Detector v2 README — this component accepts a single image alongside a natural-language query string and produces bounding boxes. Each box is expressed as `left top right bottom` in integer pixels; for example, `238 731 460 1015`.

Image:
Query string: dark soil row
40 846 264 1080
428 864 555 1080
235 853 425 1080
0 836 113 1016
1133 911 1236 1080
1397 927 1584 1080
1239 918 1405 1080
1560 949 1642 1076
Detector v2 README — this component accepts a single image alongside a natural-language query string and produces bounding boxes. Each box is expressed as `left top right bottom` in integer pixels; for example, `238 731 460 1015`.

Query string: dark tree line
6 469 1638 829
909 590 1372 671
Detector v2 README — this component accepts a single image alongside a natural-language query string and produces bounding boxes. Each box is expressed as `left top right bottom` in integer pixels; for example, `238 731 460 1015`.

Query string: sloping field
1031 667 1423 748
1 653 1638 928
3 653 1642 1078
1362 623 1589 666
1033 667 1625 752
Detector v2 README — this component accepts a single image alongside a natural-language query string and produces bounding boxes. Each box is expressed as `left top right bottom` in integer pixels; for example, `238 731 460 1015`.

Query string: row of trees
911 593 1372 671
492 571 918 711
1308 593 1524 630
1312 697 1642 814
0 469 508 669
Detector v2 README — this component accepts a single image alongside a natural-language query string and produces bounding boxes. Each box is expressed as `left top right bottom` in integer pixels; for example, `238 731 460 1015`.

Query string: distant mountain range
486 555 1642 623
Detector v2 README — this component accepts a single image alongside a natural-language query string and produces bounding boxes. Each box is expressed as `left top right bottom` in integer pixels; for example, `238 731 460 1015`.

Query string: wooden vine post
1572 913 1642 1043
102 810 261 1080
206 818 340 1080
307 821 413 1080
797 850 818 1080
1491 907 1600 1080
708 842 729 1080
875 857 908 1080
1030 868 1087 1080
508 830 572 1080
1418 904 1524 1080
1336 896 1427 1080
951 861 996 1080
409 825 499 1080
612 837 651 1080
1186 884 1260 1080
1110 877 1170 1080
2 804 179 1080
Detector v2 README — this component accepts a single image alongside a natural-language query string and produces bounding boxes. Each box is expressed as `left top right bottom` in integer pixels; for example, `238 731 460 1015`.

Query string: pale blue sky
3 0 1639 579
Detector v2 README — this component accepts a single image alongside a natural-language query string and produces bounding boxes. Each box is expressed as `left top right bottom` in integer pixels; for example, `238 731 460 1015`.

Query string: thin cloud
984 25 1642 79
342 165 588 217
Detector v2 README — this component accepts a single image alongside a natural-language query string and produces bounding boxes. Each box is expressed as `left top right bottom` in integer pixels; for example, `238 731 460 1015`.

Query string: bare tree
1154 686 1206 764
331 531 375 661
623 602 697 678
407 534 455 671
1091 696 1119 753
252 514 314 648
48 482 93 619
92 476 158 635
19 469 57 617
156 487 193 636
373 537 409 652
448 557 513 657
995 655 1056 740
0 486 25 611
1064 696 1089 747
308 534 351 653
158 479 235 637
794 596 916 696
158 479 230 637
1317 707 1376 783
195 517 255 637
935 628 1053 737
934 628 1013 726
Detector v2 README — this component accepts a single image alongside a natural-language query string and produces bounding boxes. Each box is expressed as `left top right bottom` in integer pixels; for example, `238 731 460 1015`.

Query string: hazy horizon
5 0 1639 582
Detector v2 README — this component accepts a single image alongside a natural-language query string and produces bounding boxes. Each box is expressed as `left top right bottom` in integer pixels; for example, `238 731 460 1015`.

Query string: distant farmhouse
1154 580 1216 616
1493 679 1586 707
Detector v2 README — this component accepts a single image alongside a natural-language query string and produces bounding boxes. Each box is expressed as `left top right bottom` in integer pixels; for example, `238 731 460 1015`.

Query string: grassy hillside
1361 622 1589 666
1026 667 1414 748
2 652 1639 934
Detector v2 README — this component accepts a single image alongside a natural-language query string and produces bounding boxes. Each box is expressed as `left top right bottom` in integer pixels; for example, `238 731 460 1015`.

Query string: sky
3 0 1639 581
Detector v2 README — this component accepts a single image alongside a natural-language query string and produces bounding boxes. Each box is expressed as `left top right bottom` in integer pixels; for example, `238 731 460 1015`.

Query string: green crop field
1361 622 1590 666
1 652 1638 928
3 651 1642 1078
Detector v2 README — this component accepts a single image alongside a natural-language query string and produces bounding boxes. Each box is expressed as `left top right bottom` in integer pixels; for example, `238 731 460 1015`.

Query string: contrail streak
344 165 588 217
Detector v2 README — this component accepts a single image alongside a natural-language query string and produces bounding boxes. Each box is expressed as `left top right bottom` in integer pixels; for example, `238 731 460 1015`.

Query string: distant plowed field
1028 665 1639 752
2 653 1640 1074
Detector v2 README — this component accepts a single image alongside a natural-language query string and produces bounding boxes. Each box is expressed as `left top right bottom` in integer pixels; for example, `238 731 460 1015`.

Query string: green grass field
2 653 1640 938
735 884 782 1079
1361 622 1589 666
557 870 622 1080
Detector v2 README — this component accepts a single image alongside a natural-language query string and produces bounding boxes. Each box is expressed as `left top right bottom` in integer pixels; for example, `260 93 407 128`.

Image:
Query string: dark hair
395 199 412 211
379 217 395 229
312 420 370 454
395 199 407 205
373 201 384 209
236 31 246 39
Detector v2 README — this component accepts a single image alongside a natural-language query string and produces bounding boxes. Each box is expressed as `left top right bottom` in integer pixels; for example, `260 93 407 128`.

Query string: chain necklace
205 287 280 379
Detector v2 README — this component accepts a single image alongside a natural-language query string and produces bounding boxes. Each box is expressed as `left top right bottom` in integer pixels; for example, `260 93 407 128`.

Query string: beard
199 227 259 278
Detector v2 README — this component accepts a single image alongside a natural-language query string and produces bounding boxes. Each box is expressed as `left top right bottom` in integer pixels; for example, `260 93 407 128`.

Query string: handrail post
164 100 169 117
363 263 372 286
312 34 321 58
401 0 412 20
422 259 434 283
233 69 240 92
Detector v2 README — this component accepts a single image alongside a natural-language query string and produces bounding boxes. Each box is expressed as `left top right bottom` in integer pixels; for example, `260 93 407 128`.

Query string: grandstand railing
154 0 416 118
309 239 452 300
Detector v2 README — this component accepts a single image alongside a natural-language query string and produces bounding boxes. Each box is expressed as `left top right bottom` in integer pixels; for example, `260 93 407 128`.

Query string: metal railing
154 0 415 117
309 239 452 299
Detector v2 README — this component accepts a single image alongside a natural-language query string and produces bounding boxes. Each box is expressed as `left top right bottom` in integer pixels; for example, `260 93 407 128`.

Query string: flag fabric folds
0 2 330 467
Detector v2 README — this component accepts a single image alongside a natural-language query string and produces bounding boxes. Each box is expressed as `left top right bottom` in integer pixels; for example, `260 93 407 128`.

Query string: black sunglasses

++++++++++++++++++++

--- Activity ---
Output each line of the material above with no deviation.

--- Problem solution ---
Detector v2 README — this component accepts a single image alongside a natural-language query string and produces bounding boxes. Each box is expressed as `left top right bottom` in integer pixels; for example, `238 731 460 1015`.

Image:
Query string: dark soil row
40 846 264 1080
428 864 555 1080
235 853 425 1080
0 836 113 1016
1133 911 1236 1080
1397 927 1584 1080
1239 918 1405 1080
1560 949 1642 1076
Detector v2 README — this component accepts a single image alongside a natural-language query string and produces bounding boxes. Each box is expressed as `left top right bottom` in integer pixels; for example, `238 731 460 1015`.

Query string: dark tree line
6 469 1638 829
909 590 1372 671
Detector v2 README — this component accepts a single image alongside a natural-language query string and produces bounding boxes. Each box is expressed as `left top right bottom` in integer pixels; for example, `238 731 460 1015`.

Query string: sloping field
1031 667 1423 748
1 653 1638 928
3 653 1642 1078
1362 623 1589 666
1033 667 1625 752
Detector v2 README — this component accepts a single image alongside a natural-language query string and produces bounding boxes. Each box is expressed as `left top right bottom` in integer pixels; for example, `238 731 460 1015`.

Query string: row of trees
911 593 1372 671
492 571 918 711
1308 593 1524 630
1312 697 1642 814
0 469 508 669
Detector v2 README — this component accepts a single image alongside a natural-language query string and produces bounding boxes. Each box is expressed as `left top right bottom` in integer pixels; for example, `238 731 460 1015`.

Query string: distant mountain range
486 555 1642 623
Detector v2 README — this component accepts a single image alongside a natural-language query string and produces bounding boxes. Each box is expressed as `left top right bottom` in integer pixels; for example, `238 731 460 1015`.

Query string: wooden vine post
1572 913 1642 1043
102 810 261 1080
206 818 340 1080
307 821 413 1080
797 850 818 1080
1491 907 1600 1080
708 842 729 1080
875 857 908 1080
1030 868 1087 1080
508 830 572 1080
1418 904 1524 1080
1336 896 1427 1080
951 861 996 1080
409 825 499 1080
612 837 651 1080
1186 884 1260 1080
1110 877 1170 1080
2 804 179 1080
Detector v2 README — this component accepts a single image alongside a natural-language query string and produces bounding boxes. Each box is expressed as `left top right bottom` in integer pixels; for example, `238 731 460 1015`.

Query string: pale blue sky
3 0 1639 579
Detector v2 README — this component accepts a single image alongside a natural-language query string and produces bounding boxes. Each box is expressed as `left top right bottom` in integer pixels; for example, `238 731 460 1015`.

Query string: thin cloud
984 25 1642 79
342 165 588 217
Detector v2 README — this component accepts a single image alongside a natural-language query string and produces bounding boxes. Each box is expressed as `left top right bottom` in integer pixels; for example, `238 731 460 1015`.

Query string: bare tree
1154 686 1206 764
331 531 375 661
623 602 697 678
407 534 455 671
1091 696 1119 753
252 514 314 648
48 482 93 619
92 476 158 635
19 469 57 617
156 487 193 636
373 537 409 652
448 557 513 657
995 655 1056 740
0 486 25 611
1064 696 1089 747
308 534 351 653
158 479 235 637
794 596 916 696
158 479 230 637
1317 707 1376 783
195 517 255 637
935 628 1053 737
934 628 1013 726
Detector v2 README — this component accepts a single image alongside a natural-language query string and produces bounding boxes. Each box is expressed as `left top right bottom` in integer pixels; for example, `238 731 460 1015`.

Query string: hazy horizon
5 0 1639 582
Detector v2 README — this component accepts a single image alongside a natural-language query string and produces bounding boxes. Each box is expressed as `left top right bottom` in integer pixels; for example, `238 731 460 1015`.

Query string: distant farmhouse
1154 580 1216 616
1493 679 1586 707
Detector v2 README — this component accepts a single image alongside a natural-language query string and produces bounding boxes. Each box is expressed as `left top right bottom` in integer pixels; for example, `238 731 460 1015`.

Query string: grassy hillside
1361 622 1589 666
1026 667 1414 748
2 652 1639 934
Detector v2 README — this component accepts a single image alongside a natural-language query string and produces bounding boxes. Each box is expressed as `left top right bottom` in integer pixels; for example, `238 731 460 1015`.

Query string: sky
3 0 1639 581
Detector v2 README — this component accepts a single image alongside a natural-language query string and produces bounding boxes. Each box is expressed as `left top right bottom` in integer pixels; for example, `238 731 460 1015`.

Query string: green crop field
1361 622 1590 666
1 652 1638 928
3 651 1642 1078
Detector v2 README — this component accepts a single image alongside a natural-language query string and produces bounding boxes. Each box is expressed as `left top right bottom` in integer pixels; for example, `238 731 460 1015`.

Query string: contrail streak
344 165 588 217
Detector v2 README — this component accepts a single image alongside a natural-language query string and produces bounding boxes. Each box is expressed as `left top right bottom` in integer pixels; for example, `238 731 460 1015`.

Query string: distant plowed field
1028 665 1639 752
2 653 1640 1074
Detector v2 README — this component accepts a single image alongside a natural-language query string and produces bounding boxes. Each box is expressed as `left top right bottom` in integer pixels; for example, `238 731 460 1015`.

Query string: green grass field
2 653 1640 938
735 884 782 1079
1361 622 1589 666
557 870 622 1080
Detector v2 README — this component accepts a single image alongside a natural-language query string and produces bounding boxes. Each box is expressed as `left top right bottom` in integer pixels; for example, `260 93 407 128`.

Image:
Query string: dark hair
395 199 412 211
379 217 395 229
312 420 370 454
395 199 407 205
373 201 384 209
236 31 246 39
Detector v2 README — this component accepts a single image alongside a natural-language query string and produces bounding boxes. Each box is expressed as `left top right bottom` in integer pixels; for example, `260 93 407 128`.

Query string: chain necklace
205 287 280 379
Detector v2 README — this component accepts a single image alongside a natural-language query string and produces bounding boxes. Each box is expressed as `left top right bottom` in integer pixels; for example, `260 93 407 128`.

Query string: beard
199 227 259 278
Detector v2 README — this component accepts a single image alongside a natural-language query string and produces bounding boxes. Each box is expressed as `left top right bottom` in integer pixels; for example, `260 93 407 128`.

Query string: handrail post
164 100 169 117
363 263 372 286
312 34 321 58
401 0 412 20
422 259 434 283
233 69 240 92
Detector v2 README — this component accepts a single image alongside a natural-language query string and produces bounding boxes. Each box is expressed as `left top right bottom` in integer pixels; for example, `260 93 407 128`.

Query string: grandstand railing
154 0 416 118
309 239 452 300
Detector v2 README — this component accepts a single image alongside a natural-language query string and produces bounding boxes. Each box is expressed as `left top right bottom` in integer pixels; for example, `260 93 407 128`.

Query string: metal railing
154 0 415 117
309 239 452 299
Detector v2 README — this component accepts a single image alongside a natural-language query string and produces bounding boxes. Each box is expressed as `left top right bottom` in integer pixels; for example, `260 93 407 128`.

Query string: flag fabric folds
0 2 330 467
Detector v2 README — this component accepts a single image alongside a natural-language query string and produces bounding boxes. Each box is expressed as `left top right bottom` in integer pixels; for example, `260 93 407 128`.

Query string: black sunglasses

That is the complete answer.